● **Data for this task**
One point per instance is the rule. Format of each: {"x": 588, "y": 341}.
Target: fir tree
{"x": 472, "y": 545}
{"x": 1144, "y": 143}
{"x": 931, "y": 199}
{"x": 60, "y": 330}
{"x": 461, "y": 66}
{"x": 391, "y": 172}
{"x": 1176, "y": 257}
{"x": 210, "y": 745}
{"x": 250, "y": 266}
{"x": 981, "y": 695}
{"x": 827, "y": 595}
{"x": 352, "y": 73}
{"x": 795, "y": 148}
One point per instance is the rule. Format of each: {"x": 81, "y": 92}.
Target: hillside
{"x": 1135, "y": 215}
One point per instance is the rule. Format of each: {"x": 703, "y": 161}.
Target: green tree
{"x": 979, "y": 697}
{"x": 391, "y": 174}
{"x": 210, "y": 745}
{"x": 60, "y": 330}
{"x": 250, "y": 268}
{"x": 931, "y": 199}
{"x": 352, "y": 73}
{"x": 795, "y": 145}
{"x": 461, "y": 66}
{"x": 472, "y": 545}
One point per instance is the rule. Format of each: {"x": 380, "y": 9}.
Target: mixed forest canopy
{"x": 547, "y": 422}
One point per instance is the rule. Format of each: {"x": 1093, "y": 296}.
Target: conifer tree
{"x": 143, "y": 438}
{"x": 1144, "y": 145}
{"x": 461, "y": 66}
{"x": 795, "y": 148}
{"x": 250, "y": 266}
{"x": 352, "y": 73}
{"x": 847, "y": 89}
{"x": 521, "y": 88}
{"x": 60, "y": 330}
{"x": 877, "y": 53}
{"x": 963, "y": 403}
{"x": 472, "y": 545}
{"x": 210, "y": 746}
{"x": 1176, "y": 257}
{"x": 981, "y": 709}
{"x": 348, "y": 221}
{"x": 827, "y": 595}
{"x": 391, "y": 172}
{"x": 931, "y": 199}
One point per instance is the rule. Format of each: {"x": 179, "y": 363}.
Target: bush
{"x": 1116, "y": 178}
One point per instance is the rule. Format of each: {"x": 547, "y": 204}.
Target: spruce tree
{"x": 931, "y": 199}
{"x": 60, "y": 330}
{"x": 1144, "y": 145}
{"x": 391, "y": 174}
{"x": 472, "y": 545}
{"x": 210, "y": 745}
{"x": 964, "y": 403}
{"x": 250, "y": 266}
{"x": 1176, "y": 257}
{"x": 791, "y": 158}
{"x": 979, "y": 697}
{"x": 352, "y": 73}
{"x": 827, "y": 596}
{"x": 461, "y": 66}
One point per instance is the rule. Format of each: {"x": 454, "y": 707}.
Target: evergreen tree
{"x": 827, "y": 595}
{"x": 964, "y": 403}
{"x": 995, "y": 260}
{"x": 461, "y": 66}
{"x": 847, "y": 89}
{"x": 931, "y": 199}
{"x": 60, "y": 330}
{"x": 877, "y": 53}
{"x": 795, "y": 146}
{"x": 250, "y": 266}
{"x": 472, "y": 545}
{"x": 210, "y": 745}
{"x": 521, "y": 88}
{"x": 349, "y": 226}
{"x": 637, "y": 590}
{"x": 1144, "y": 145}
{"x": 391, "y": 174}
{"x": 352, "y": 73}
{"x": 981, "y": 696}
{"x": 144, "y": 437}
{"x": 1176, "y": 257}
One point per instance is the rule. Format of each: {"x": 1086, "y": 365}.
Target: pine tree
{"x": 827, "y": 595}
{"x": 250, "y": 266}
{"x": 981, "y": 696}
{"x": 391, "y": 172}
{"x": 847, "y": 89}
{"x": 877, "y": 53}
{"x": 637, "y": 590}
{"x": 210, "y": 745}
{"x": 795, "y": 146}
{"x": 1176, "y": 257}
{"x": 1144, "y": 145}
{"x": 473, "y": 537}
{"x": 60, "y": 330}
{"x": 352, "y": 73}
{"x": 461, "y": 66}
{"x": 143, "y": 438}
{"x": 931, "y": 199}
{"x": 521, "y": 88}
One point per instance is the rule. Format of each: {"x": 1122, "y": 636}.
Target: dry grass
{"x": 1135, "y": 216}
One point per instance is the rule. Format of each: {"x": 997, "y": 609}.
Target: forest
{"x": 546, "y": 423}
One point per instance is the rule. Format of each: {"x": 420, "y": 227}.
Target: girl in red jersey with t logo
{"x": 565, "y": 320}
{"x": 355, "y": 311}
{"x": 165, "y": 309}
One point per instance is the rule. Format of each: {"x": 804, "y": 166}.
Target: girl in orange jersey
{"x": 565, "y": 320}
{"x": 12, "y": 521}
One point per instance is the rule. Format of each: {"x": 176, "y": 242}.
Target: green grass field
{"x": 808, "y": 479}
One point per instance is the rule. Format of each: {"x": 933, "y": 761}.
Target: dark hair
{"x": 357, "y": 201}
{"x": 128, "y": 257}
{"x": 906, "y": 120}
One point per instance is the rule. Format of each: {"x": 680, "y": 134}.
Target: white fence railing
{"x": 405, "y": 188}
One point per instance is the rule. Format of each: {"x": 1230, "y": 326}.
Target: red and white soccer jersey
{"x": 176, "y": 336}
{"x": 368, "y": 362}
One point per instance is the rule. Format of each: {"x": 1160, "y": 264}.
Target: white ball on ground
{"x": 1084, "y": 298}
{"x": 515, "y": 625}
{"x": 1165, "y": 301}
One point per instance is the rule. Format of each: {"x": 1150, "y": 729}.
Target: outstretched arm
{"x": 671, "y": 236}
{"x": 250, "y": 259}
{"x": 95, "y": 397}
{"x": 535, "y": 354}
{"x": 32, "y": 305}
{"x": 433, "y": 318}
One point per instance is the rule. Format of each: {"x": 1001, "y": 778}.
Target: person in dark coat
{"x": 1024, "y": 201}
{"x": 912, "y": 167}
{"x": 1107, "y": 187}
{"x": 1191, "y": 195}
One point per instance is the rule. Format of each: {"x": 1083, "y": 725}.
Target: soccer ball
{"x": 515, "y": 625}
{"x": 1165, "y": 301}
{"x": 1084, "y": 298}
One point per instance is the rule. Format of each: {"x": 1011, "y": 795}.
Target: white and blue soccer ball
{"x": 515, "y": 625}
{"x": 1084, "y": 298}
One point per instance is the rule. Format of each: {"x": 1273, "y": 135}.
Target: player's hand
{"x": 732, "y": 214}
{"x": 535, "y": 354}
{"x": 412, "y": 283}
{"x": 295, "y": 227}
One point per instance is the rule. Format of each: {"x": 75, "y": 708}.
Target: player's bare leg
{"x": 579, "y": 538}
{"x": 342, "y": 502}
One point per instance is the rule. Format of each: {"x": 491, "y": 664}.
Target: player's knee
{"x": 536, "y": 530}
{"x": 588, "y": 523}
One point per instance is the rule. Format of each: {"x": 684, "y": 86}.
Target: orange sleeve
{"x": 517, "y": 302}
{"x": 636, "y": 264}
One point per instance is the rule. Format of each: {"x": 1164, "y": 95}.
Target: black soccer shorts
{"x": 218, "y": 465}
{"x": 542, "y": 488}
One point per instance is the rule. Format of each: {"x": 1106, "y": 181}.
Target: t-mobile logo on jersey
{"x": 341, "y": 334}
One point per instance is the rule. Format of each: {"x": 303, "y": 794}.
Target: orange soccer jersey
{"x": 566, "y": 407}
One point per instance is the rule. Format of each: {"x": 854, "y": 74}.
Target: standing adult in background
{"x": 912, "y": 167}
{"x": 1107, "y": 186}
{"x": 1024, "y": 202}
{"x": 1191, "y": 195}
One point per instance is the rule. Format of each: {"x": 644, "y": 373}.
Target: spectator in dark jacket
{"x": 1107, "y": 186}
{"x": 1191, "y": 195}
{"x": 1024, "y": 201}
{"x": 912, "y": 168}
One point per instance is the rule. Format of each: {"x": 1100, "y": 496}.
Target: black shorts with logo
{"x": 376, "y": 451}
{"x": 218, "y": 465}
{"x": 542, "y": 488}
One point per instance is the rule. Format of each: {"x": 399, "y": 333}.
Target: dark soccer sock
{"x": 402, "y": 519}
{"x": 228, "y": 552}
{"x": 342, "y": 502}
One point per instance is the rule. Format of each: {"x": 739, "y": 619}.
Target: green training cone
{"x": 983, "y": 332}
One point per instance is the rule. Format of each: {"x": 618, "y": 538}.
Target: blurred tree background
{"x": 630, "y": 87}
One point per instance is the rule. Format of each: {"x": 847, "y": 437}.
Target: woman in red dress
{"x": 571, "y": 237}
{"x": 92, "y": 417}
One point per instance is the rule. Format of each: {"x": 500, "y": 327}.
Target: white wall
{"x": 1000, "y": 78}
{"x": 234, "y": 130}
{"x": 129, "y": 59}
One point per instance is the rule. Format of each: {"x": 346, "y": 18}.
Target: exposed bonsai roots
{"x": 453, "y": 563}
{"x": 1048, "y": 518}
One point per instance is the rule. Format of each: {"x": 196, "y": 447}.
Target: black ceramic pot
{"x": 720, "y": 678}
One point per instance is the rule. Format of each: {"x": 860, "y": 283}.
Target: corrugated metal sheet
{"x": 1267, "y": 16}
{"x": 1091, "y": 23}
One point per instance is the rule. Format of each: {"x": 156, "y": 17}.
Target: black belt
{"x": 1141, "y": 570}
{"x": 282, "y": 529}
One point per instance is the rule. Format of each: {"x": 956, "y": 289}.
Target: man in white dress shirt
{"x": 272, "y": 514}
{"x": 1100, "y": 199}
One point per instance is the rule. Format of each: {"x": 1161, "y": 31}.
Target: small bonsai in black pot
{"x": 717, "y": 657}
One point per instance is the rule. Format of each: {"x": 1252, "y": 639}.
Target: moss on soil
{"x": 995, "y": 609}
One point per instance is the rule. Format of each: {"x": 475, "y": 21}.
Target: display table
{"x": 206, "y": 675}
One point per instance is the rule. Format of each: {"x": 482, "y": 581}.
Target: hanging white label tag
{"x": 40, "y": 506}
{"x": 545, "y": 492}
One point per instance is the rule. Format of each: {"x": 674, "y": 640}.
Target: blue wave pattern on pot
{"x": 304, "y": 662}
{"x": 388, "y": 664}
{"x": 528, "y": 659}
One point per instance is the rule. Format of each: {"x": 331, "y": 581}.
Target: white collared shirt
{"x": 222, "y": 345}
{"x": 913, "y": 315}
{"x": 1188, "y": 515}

● **Set exercise**
Identify every line in the records that contains the string "girl" and copy each one out, matching case exactly.

● **Output of the exercise**
Target: girl in red jersey with t logo
Target: girl in orange jersey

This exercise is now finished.